**INPUT FOR THIS TASK**
────
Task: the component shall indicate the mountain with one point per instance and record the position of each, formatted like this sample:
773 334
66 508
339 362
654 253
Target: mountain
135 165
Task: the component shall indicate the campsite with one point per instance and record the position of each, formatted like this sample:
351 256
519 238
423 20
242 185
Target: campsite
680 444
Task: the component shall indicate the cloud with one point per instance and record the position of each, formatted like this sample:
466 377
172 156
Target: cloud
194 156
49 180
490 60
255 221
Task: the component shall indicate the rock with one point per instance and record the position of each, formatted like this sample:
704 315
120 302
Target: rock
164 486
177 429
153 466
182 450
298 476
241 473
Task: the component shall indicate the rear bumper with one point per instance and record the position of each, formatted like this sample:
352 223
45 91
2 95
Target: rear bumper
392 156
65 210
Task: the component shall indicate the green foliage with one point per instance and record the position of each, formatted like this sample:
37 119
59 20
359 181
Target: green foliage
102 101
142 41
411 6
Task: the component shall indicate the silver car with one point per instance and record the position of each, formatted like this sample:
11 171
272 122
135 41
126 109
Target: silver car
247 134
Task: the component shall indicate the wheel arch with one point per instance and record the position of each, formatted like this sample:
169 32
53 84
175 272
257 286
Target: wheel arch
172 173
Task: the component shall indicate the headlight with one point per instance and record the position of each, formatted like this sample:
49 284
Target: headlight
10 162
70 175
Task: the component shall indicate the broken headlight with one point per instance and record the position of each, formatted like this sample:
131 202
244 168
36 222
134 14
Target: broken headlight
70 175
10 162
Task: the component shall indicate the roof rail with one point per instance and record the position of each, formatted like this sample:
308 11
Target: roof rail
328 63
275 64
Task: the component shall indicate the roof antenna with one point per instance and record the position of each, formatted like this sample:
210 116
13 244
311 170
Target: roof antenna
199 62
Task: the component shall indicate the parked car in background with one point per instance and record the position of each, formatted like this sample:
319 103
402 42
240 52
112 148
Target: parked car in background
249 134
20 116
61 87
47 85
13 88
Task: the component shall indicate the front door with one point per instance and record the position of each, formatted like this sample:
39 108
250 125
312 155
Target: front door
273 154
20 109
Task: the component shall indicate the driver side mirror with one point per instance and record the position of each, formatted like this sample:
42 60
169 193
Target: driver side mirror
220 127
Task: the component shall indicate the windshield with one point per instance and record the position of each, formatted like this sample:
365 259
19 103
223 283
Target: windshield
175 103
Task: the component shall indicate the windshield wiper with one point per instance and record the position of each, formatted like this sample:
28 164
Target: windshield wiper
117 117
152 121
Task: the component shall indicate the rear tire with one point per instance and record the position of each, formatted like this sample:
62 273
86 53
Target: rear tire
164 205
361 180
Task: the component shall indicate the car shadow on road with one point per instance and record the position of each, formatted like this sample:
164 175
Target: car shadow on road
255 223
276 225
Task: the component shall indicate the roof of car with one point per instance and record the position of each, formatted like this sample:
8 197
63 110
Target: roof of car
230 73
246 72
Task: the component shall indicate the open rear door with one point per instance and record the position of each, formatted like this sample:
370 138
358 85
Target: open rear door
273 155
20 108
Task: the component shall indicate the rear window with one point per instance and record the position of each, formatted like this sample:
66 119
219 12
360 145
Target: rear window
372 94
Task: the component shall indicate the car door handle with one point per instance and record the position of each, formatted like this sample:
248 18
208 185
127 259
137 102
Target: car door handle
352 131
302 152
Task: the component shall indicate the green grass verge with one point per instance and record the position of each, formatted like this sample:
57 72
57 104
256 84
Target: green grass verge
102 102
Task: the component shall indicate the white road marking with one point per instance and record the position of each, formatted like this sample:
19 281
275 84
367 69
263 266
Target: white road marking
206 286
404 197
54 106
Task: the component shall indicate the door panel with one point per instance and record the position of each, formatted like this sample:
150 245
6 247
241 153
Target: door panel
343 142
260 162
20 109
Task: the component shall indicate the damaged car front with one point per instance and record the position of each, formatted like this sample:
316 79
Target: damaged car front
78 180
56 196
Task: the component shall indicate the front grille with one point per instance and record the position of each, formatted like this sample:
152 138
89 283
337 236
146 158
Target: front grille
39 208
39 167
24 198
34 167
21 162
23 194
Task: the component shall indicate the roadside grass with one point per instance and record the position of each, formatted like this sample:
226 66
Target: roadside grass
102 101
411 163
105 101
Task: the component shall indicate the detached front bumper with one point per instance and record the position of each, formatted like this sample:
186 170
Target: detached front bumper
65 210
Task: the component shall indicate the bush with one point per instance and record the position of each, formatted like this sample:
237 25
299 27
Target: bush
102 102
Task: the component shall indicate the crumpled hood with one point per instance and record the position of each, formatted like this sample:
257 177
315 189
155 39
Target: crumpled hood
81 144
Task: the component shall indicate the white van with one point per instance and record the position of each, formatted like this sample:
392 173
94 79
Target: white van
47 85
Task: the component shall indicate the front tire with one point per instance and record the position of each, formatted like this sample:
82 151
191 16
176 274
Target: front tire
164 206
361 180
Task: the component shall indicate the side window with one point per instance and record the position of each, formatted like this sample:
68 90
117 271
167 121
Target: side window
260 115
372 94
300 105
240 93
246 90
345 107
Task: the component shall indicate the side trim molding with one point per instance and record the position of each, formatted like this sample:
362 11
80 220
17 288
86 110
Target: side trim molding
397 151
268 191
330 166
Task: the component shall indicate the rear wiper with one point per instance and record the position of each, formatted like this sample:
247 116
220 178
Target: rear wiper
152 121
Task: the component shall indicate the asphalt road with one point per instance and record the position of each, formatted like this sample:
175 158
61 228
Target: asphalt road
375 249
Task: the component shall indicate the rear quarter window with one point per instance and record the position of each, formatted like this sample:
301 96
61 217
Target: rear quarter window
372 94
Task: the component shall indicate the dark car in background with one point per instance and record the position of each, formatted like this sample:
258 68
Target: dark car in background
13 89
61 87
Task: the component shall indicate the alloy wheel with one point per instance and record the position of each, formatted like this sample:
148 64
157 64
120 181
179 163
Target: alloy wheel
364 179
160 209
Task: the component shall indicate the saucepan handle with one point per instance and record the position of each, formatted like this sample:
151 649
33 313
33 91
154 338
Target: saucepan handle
────
**TO DO**
Rewrite the whole listing above, changing every "component" to "module" and keeping everything else the same.

**THE COMPLETED TASK**
Task: the module shall indicate the mountain with one point per instance and record the position of each, formatted like this sample:
773 334
66 508
339 362
654 253
Target: mountain
135 165
Task: the module shall indicate the campsite with one point per instance and record the position of each, formatted like this sample:
351 256
519 238
423 20
242 185
Target: campsite
680 444
Task: the module shall indicate the cloud with one point per instance and record the position of each, formatted like this sample:
466 377
172 156
Target: cloud
194 156
49 180
490 60
255 221
Task: the module shall indicate the rock with one point per instance and record the position of each, formatted like this sample:
704 315
120 302
Target: rock
164 486
177 429
153 466
182 450
298 476
241 473
Task: the module shall indicate the rear bumper with one point per instance and record the position of each, formatted like this sample:
352 223
45 91
2 95
Target: rear bumper
392 156
65 210
Task: the module shall indicate the green foliage with one point per instance and record the position of each, formatted like this sample:
37 119
59 20
359 181
Target: green foliage
102 101
142 41
411 6
Task: the module shall indicate the silver car with one point per instance and record the position of each, formatted like this sample:
11 171
272 122
135 41
126 109
Target: silver car
247 134
Task: the module shall indicate the wheel arch with one point per instance and record the position of each, formatted like this sample:
169 32
53 84
175 272
257 286
Target: wheel arch
172 173
Task: the module shall indicate the headlight with one point per instance and record the position of each, formatted like this sample:
49 284
Target: headlight
10 162
70 175
Task: the module shall indicate the broken headlight with one point per instance and record the position of each, formatted like this sample:
131 202
244 168
36 222
134 14
Target: broken headlight
70 175
10 162
Task: the module shall indicate the roof rail with one point per instance and record the position of each, formatted like this sample:
308 11
Target: roof rail
328 63
275 64
Task: the module shall indicate the roof antenna with one point per instance and record the position of each, formatted like this sample:
210 116
13 244
311 170
Target: roof antenna
199 62
Task: the module shall indicate the parked car in background with one point per instance and record the position of each, formatted like this sample:
319 103
402 42
240 52
112 148
Target: parked car in background
249 134
20 116
61 87
47 85
13 88
Task: the module shall indicate the front door with one point per instance and record the position of each, formatted like this sample:
39 108
250 125
312 155
Target: front door
273 154
20 109
Task: the module shall indicate the driver side mirror with one point per instance and record the position of each, formatted like this sample:
42 60
169 193
Target: driver side mirror
220 127
Task: the module shall indicate the windshield with one point per instance and record the position of each, formatted like this sample:
365 259
19 103
223 283
Target: windshield
175 103
Task: the module shall indicate the windshield wiper with one point per instance and record the position of each, formatted like this sample:
28 164
Target: windshield wiper
117 117
152 121
Task: the module shall indicate the rear tire with one point per instance and record the position of each, formatted like this sample:
62 273
86 53
Target: rear tire
164 205
361 180
Task: the module shall indicate the car shadow on road with one point per instance and record the position of each, formatted like this sample:
164 175
Target: car shadow on road
255 223
276 225
Task: the module shall indicate the roof of car with one point per instance and record the position of each, formatted like this sample:
8 197
63 110
Target: roof of car
230 73
246 72
Task: the module shall indicate the open rear door with one point per instance and record the position of each, formatted like this sample:
370 138
358 85
Target: open rear door
273 155
20 108
Task: the module shall indicate the rear window with one point per instance and record the position of each, formatted like this sample:
66 119
219 12
360 145
Target: rear window
372 94
Task: the module shall indicate the car door handle with one point per instance and record the position of each, formatted like this sample:
248 18
208 185
127 259
137 102
Target: car door handle
352 131
302 152
Task: the module shall indicate the green grass verge with one point per instance and record the position of each, formatted like this sample:
57 72
57 104
256 84
Target: green grass verge
102 102
Task: the module shall indicate the white road marking with one point per instance and record the position of each, formatted like this sample:
19 281
275 84
367 69
263 266
Target: white road marking
206 286
404 197
54 106
Task: the module shall indicate the door panel with one point per instance and record the position of each, formatted like this sample:
150 245
6 247
241 153
Target: door panel
343 142
260 162
20 109
Task: the module shall indicate the damaged car front with one point per instance and record the position of each, formatted like this sample:
316 79
Target: damaged car front
78 180
56 196
Task: the module shall indicate the front grille with one point per instance and record the position of each, formatted like this sample:
152 138
89 283
337 236
146 158
Target: front grille
39 208
39 167
24 198
34 167
21 162
23 194
Task: the module shall indicate the roadside grass with one point per instance and record the position of each, formatted like this sample:
226 66
Target: roadside grass
102 101
411 163
105 101
Task: the module shall indicate the detached front bumper with one point per instance and record the position of each, formatted like this sample:
186 170
Target: detached front bumper
65 210
Task: the module shall indicate the bush with one point per instance and record the position of each, formatted like this sample:
237 25
299 27
Target: bush
102 102
Task: the module shall indicate the crumpled hood with one point per instance and record the position of each, formatted like this sample:
257 177
315 189
155 39
Target: crumpled hood
81 144
Task: the module shall indicate the white van with one point per instance and record the position of each, formatted like this sample:
392 173
94 79
Target: white van
47 85
Task: the module shall indicate the front tire with one point per instance and record the position of each, formatted like this sample:
82 151
191 16
176 274
Target: front tire
164 206
361 180
Task: the module shall indicate the side window with one point per instance and record the position of each, formatted like this sample:
68 90
117 271
167 121
Target: side window
260 115
372 94
300 105
240 93
246 90
345 107
Task: the module shall indicate the side trim molding with one point per instance and record the position of each, formatted like this sample:
362 11
80 220
17 288
86 110
Target: side trim molding
397 151
268 191
330 166
Task: the module shall indicate the rear wiper with one point per instance and record the position of each, formatted like this sample:
247 116
220 178
Target: rear wiper
152 121
Task: the module shall indicate the asphalt road with one point per instance and record the position of each, formatted like this sample:
175 158
61 228
Target: asphalt road
375 249
Task: the module shall indicate the rear quarter window with one point per instance and record the position of each, formatted like this sample:
301 96
61 217
Target: rear quarter window
372 94
Task: the module shall indicate the dark car in background with one point per instance and record the position of each, formatted like this sample:
258 68
Target: dark car in background
13 89
61 87
Task: the module shall indicate the alloy wheel with one point per instance and record the position of each, formatted like this sample:
148 64
157 64
120 181
179 163
Target: alloy wheel
364 179
160 209
Task: the module shall indicate the saucepan handle with one point per instance and record the position of each, formatted like this sample:
151 649
33 313
33 91
154 338
Target: saucepan handle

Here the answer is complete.